‘My baby was doing very well at the breast – now, suddenly, he’s refused to nurse for the past eight hours. Could something be wrong with my milk?’
Something is probably wrong – though not necessarily with your milk. Temporary rejection of the breast, also called a nursing strike (even in nonunion babies), is not unusual and almost always has a specific cause, the most common of which are:
- Mother’s diet: Have you been indulging in pasta al pesto or another dish redolent with garlic? Feasting your chops and chopsticks on stir-fried chicken? Honoring Saint Patrick with corned beef and cabbage? If so, your baby may simply be protesting the spicy and/or strong flavors your diet is imparting to his milk. If you figure out what turns your baby off, avoid eating it until after you’ve weaned him. Many babies, on the other hands, don’t mind the strong spices in their mother’s milk, especially if they became accustomed to those flavors in utero through highly seasoned amniotic fluid; some especially relish the taste of spicy breast milk.

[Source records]
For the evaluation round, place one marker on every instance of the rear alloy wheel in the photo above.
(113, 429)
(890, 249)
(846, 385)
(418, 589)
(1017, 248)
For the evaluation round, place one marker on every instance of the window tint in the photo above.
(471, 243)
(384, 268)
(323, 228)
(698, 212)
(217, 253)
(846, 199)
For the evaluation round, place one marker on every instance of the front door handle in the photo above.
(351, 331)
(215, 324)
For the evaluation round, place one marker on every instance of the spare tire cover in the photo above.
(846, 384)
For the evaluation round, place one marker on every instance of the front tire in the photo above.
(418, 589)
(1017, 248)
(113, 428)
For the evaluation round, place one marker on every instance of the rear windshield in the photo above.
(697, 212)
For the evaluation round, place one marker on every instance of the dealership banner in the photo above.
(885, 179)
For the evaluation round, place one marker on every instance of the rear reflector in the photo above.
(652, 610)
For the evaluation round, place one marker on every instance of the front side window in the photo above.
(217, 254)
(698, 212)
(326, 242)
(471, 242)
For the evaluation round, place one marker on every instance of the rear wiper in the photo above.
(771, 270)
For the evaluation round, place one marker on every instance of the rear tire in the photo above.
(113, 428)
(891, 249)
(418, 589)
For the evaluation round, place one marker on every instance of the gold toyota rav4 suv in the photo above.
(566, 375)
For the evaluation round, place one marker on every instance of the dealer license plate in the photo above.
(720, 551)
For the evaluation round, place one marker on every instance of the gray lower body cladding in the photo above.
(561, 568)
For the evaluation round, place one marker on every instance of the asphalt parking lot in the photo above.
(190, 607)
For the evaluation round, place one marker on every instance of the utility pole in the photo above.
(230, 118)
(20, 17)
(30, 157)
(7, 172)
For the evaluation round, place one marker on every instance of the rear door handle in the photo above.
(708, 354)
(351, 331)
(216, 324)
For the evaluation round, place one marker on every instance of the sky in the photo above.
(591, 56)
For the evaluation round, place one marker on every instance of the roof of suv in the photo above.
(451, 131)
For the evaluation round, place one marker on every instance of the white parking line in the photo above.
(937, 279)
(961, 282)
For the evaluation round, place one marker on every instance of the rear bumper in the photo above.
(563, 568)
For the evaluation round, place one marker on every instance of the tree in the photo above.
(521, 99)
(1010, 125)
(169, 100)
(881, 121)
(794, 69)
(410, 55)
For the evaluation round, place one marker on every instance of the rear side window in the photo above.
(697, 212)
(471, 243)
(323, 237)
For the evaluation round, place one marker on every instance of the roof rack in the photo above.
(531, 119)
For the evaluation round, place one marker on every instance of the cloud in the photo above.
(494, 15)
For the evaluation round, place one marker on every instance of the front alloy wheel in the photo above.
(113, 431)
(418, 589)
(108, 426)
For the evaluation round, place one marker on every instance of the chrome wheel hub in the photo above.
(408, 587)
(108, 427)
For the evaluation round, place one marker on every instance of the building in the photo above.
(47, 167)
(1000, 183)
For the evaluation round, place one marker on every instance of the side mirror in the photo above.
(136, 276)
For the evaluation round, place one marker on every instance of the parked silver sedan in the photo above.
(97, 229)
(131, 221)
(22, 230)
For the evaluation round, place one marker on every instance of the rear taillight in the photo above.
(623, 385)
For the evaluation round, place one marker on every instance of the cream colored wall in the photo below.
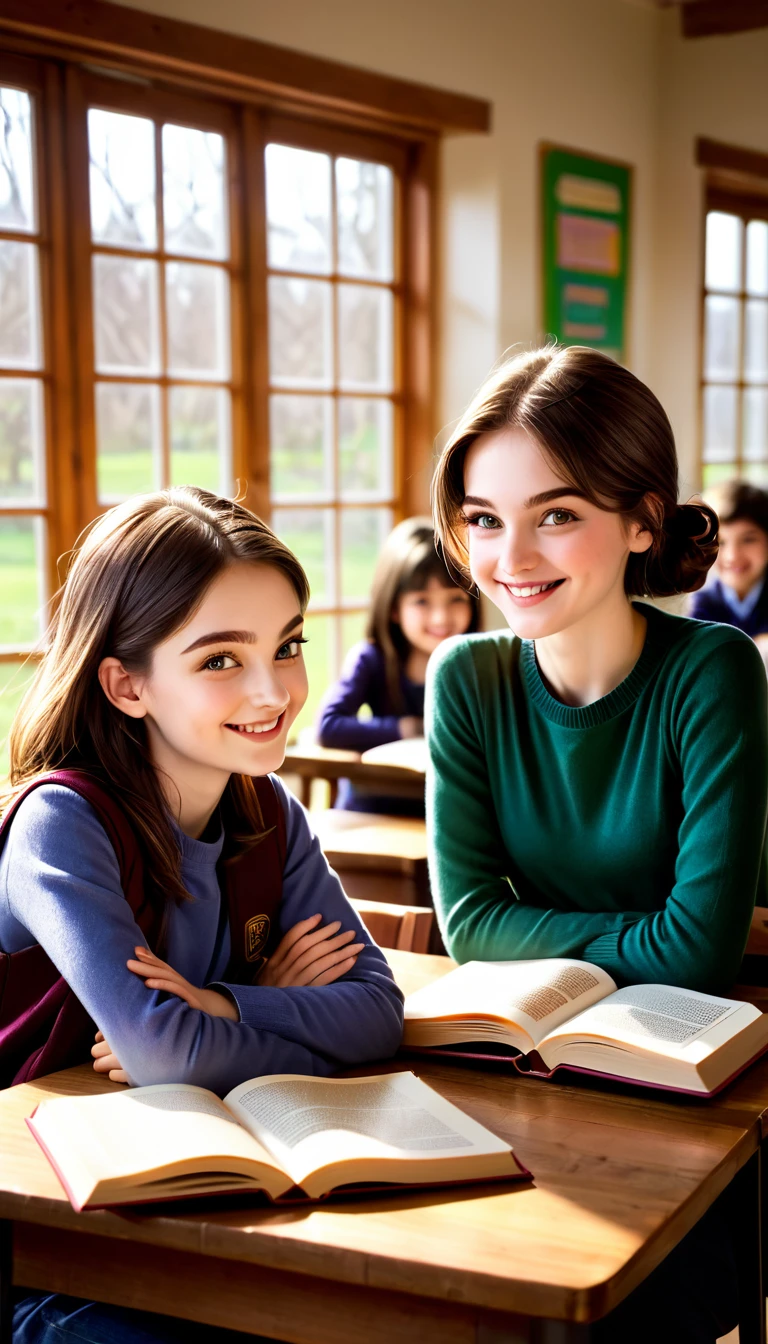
(708, 86)
(580, 73)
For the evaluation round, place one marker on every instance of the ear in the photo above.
(121, 688)
(642, 538)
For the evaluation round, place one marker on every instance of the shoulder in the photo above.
(480, 657)
(58, 825)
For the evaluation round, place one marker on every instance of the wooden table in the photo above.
(619, 1179)
(312, 762)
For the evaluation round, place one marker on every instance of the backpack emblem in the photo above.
(256, 936)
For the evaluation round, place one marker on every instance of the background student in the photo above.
(416, 604)
(737, 593)
(174, 675)
(597, 772)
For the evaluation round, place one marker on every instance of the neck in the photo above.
(591, 659)
(416, 665)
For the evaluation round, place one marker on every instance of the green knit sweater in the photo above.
(628, 832)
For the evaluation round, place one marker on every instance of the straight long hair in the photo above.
(409, 558)
(139, 575)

■ **ASSIGNMENT**:
According to the passage on breastfeeding, what is another name for a temporary rejection of the breast? The records were taken from a source separate from the text.

■ **TASK SOLUTION**:
A nursing strike.